- [Passage shown]
______
What to know about diabetes and amputation
Reduced blood flow to the feet means that people with diabetes have a higher risk of developing a wound or sore on this part of the body. If a person has neuropathy and loses feeling in their foot, they may be less likely to notice mild foot or leg ulcers before they become severe.
Due to circulation issues, particularly peripheral artery disease (PAD), these ulcers may not heal, which can lead to infection and death of the tissue and, potentially, to lower limb loss.
Although people with diabetes have an increased risk of amputations, it is possible to prevent most diabetes-related amputations by wearing proper footwear and taking good care of the feet.
How common is it?
People with diabetes are prone to nerve damage and circulation issues that puts them at risk of lower limb loss.
Diabetes is a significant cause of lower limb loss. According to the American Diabetes Association, worldwide, a person loses a limb due to diabetes-related complications every 30 seconds.
______
- [Exercise]
Answer these questions about the passage on diabetes and amputation:
(a) What condition, when it causes a loss of feeling in the foot, may make a person less likely to notice mild foot or leg ulcers?
(b) What two measures does the passage say can prevent most diabetes-related amputations?
(c) According to the American Diabetes Association, how often does a person worldwide lose a limb due to diabetes-related complications?

Items listed in a dataset:
______
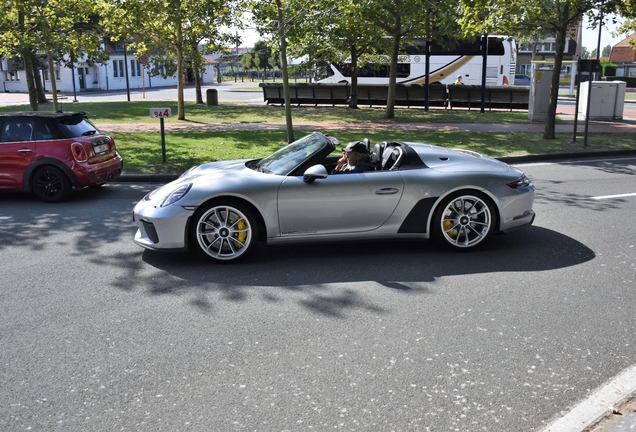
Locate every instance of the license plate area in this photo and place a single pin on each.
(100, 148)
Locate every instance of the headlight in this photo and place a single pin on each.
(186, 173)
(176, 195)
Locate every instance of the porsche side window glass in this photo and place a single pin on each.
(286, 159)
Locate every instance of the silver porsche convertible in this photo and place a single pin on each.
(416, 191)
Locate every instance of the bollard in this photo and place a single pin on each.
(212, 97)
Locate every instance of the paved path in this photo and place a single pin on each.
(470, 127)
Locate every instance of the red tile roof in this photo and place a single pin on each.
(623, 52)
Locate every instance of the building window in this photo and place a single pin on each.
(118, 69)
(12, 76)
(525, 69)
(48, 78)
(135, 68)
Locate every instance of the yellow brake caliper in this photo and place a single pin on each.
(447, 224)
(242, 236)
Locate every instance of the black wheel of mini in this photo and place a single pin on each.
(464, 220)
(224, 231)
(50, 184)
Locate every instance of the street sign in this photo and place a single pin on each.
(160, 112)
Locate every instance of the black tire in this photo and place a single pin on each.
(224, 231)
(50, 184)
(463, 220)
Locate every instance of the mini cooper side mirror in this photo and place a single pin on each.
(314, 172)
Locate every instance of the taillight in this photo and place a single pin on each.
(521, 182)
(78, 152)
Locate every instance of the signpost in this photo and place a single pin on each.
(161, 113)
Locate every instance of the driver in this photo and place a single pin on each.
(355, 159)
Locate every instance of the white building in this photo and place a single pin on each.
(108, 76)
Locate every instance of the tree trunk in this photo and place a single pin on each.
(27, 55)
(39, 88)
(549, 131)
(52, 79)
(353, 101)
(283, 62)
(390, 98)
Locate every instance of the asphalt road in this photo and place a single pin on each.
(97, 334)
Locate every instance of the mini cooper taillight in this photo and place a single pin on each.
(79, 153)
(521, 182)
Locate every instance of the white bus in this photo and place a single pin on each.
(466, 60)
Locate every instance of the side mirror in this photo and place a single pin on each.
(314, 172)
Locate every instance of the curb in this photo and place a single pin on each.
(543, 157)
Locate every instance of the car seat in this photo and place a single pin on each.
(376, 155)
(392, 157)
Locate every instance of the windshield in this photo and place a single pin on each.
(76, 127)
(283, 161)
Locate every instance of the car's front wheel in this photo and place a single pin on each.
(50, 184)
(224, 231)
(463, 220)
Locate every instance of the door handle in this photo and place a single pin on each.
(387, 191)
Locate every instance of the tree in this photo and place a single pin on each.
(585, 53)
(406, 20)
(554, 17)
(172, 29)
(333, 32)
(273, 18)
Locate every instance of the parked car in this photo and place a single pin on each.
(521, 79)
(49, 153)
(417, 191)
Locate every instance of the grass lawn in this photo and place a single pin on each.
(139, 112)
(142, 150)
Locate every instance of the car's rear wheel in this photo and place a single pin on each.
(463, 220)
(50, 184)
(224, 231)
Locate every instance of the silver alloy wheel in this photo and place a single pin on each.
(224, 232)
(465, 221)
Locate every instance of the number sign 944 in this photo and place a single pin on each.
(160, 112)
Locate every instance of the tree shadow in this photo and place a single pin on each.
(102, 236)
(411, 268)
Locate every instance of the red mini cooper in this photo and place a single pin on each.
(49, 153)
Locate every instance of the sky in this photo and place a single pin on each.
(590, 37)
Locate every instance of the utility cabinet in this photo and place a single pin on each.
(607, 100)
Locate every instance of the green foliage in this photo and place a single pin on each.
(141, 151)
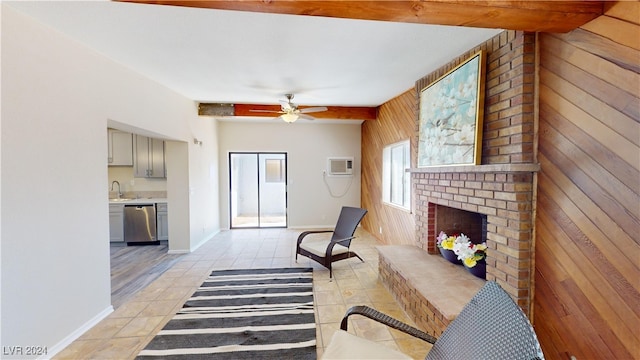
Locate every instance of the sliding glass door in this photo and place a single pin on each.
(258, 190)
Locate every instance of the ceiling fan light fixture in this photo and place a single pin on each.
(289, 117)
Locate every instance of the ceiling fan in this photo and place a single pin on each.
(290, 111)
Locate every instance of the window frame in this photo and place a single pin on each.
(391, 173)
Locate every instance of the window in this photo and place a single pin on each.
______
- [Result of this exercise]
(a) Neuropathy.
(b) Wearing proper footwear and taking good care of the feet.
(c) Every 30 seconds.